→ TASK INSTRUCTIONS
Restate every line of the data word for word, except for the images.
________
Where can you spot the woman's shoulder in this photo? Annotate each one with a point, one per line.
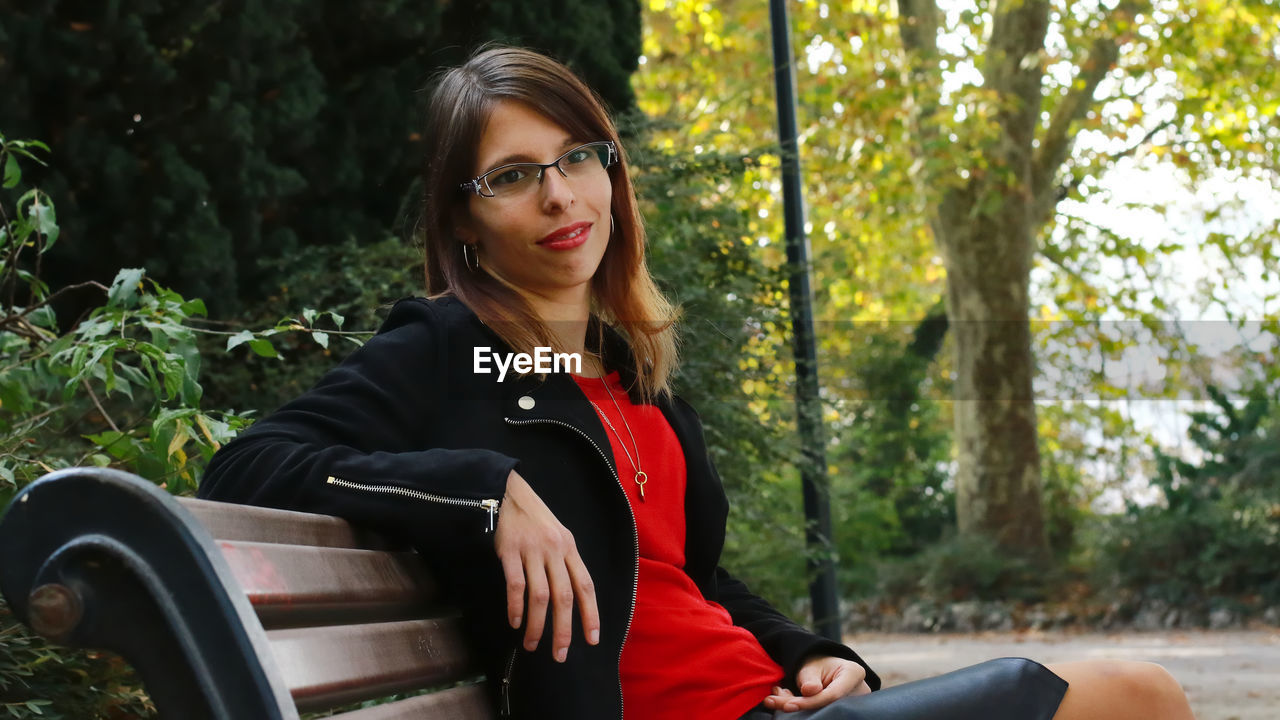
(440, 313)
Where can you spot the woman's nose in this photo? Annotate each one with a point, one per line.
(556, 192)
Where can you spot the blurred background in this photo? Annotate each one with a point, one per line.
(1043, 240)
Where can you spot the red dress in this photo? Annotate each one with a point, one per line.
(682, 656)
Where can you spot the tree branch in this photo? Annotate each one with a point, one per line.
(1014, 71)
(92, 396)
(918, 23)
(1056, 142)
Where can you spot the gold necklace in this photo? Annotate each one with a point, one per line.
(640, 477)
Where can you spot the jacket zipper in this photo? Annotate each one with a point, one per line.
(506, 683)
(635, 534)
(488, 505)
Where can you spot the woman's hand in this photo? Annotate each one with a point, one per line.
(539, 559)
(822, 680)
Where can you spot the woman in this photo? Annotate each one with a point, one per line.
(583, 516)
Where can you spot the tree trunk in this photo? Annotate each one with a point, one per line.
(997, 459)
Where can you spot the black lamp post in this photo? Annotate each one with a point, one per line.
(817, 506)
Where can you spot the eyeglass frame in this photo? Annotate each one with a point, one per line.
(478, 183)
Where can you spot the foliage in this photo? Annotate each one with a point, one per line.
(196, 140)
(39, 679)
(119, 388)
(356, 282)
(1187, 95)
(1216, 533)
(703, 254)
(960, 568)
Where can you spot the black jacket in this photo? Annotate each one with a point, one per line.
(407, 413)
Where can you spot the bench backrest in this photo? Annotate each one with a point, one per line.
(229, 611)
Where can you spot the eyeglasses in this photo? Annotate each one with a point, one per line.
(519, 178)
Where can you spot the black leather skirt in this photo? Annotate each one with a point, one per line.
(1009, 688)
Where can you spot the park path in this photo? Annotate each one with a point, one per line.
(1228, 675)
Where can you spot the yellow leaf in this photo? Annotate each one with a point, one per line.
(179, 438)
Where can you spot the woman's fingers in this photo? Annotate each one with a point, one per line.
(539, 595)
(585, 589)
(513, 569)
(822, 682)
(544, 572)
(562, 609)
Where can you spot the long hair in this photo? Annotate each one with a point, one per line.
(624, 294)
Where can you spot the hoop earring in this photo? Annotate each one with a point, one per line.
(472, 259)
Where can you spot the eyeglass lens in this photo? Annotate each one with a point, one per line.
(581, 162)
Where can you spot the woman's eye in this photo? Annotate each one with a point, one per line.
(507, 177)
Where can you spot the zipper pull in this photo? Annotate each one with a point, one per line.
(492, 506)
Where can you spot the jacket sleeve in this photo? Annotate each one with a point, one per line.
(787, 643)
(357, 443)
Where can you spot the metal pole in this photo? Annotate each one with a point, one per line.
(813, 473)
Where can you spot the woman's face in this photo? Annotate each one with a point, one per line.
(545, 242)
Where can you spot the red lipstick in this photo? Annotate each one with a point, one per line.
(567, 237)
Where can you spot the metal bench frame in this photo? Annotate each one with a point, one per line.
(101, 559)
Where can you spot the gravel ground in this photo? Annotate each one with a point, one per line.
(1228, 675)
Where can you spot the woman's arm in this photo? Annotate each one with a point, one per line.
(786, 642)
(357, 446)
(355, 442)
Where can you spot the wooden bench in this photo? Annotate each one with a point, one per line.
(233, 613)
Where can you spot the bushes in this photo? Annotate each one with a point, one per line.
(117, 387)
(1217, 533)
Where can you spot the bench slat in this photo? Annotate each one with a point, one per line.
(329, 666)
(265, 524)
(292, 586)
(456, 703)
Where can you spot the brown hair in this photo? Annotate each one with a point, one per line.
(622, 291)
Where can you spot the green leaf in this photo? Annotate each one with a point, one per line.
(46, 223)
(12, 172)
(238, 338)
(124, 287)
(264, 347)
(195, 308)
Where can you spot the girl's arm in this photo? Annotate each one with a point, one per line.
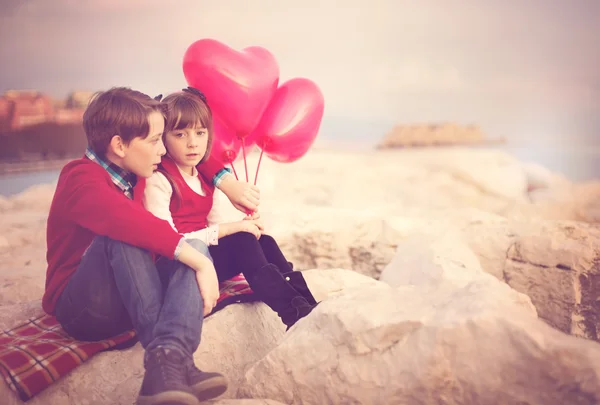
(217, 217)
(157, 199)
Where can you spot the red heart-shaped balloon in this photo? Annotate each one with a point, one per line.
(238, 85)
(291, 121)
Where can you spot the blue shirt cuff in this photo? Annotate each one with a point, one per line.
(220, 175)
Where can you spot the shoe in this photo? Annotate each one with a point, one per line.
(275, 291)
(165, 381)
(205, 385)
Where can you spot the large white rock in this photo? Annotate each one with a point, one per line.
(433, 341)
(233, 340)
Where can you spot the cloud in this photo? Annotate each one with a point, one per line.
(414, 75)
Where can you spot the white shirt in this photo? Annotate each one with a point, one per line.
(157, 198)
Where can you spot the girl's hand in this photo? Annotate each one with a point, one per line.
(254, 215)
(251, 226)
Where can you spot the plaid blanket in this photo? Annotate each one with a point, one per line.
(38, 352)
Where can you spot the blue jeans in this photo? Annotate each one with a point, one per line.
(118, 287)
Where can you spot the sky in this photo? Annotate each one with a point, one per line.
(528, 70)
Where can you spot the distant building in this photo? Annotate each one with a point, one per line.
________
→ ANSWER TO THE EXERCISE
Where can you spot the woman's shoulder in this photo? Annotate each one with a point, one per line.
(440, 313)
Where can you spot the woman's nose in this photo? Annotate each one with a point, one per line.
(556, 192)
Where can you spot the blurred background in this photo? Annotate each one with a point, one per line.
(1043, 240)
Where can you spot the red dress in this photo? Annotate each one with a point, one per line.
(682, 656)
Where can you spot the tree branch in this photo? Annotate each one with a point, one per line.
(1014, 71)
(92, 396)
(918, 23)
(1056, 142)
Where can you spot the gold necklace in this photo? Annotate each one with a point, one per line.
(640, 477)
Where can you spot the jacket zipper in this photo? Annotate each one with a point, one per line.
(506, 683)
(635, 534)
(488, 505)
Where can you spot the woman's hand in this photo? Annotate each one with a point, one per line.
(539, 559)
(822, 680)
Where can you spot the woman in this photo? Annotate each one with a point, one per line.
(583, 516)
Where can you spot the tree trunk in this photo? Annotate each one with a point, one per line.
(997, 459)
Where can you spot the black lamp post in this photo? Annotate each one with a point, one per line.
(817, 506)
Where can you spot the eyeglass frame in this photo? Annotate each one with a point, one per line.
(478, 183)
Where can you spot the foliage in this photo? Annotate each one with a point, one per line.
(196, 140)
(39, 679)
(119, 388)
(356, 282)
(1187, 95)
(1216, 533)
(703, 254)
(960, 568)
Where can you spot the black jacket in this photo? Annotate each one with a point, one per line.
(407, 413)
Where can you spot the bench backrest in this photo? Annotate each one with a point, one per line.
(229, 611)
Where can you spot the eyeglasses in this photo? Annotate each one with a point, one per line.
(519, 178)
Where can you spot the black leather skirt in this photo? Annotate each one with a point, one per line.
(1009, 688)
Where can you spot the park path in this photo? Annotate each one with a point, one per line.
(1228, 675)
Where can you spot the yellow leaf in this photo? Annotate each one with a point, one per line.
(179, 438)
Where can you spot the woman's fingers in this photo? Annotate each one with a point, one per line.
(539, 595)
(585, 589)
(513, 569)
(822, 682)
(544, 572)
(562, 609)
Where can you spot the long hair in this photo? Annotate each one with a point, one per line.
(624, 294)
Where can you spot the hoop earring in this photo? Annotate each one with a point, one per line.
(472, 259)
Where can you spot the eyeglass lens in this photo? Annotate each one with a point, one per line.
(581, 162)
Where can you spot the woman's eye in this photo? Annotate each one with a point, one per line.
(507, 177)
Where can you spot the zipper pull in this photo? Annotate each one with a point, one per line.
(492, 506)
Where can you spot the jacket sleeve in this photo? Annotate each one with a point, one per line.
(787, 643)
(357, 443)
Where can you spot the metal pole in this photo? Annotate each one with a point, one per line.
(813, 473)
Where can you spot the woman's face in this photo? Annotate each one with a point, one per line.
(545, 242)
Where can you spot the red lipstick in this photo? Annotate each one with a point, one per line.
(567, 237)
Where can you spot the metal bench frame in this photo? Annotate each one with a point, one per line.
(101, 559)
Where can you spot the gravel ground in this photo? Annotate each one with a point, one per line.
(1228, 675)
Where can you spot the woman's arm in this photo? Annotate each one with a point, one per line.
(786, 642)
(357, 446)
(355, 442)
Where can you spot the wooden bench in this photo? Annotate each one with a point, one per line.
(233, 613)
Where can you spot the bushes in this photo? Annotate each one with a point, one per line.
(117, 387)
(1217, 533)
Where can you spot the bench slat in this photo? Annotate each one with a point, one per line.
(329, 666)
(265, 524)
(292, 586)
(456, 703)
Where can you spot the brown hair in this photo? Annotate each one with a point, one per line.
(622, 291)
Where can you spot the green leaf in this photo? Annotate each one with a point, one per line.
(46, 223)
(12, 172)
(238, 338)
(124, 287)
(264, 347)
(195, 308)
Where can you spot the girl's arm in this photo? Annotate each one with a point, one per line.
(217, 217)
(157, 199)
Where can you spot the red heart-shaped balloon in this photo? Annotate each one with a point, one per line.
(238, 85)
(291, 121)
Where can you spot the blue shirt cuff in this photo? Annotate each one with a point, one per line.
(220, 175)
Where can you spot the shoe in this photo? Annotate each one with a point, one per line.
(275, 291)
(165, 381)
(205, 385)
Where can you spot the large white rock in this photo? Annotate each one with a point, one per line.
(433, 341)
(233, 340)
Where can you spot the cloud in this photo? Annotate each one with a point, one per line.
(414, 75)
Where can you spot the white shirt in this photo? Annotate each one with a point, one per line.
(157, 198)
Where can you spot the girl's hand in this photo? Annotate each one with a point, one per line.
(254, 215)
(251, 226)
Where can you spot the plaid blanket in this photo? Annotate each one with a point, one per line.
(38, 352)
Where can you spot the blue jeans in this photo? Annotate each one with a point, one per line.
(118, 287)
Where can you spot the sky in this photo? Annotate each one with a point, one per line.
(528, 70)
Where can you spot the distant building in this photo? Annotate each one with a point, one per line.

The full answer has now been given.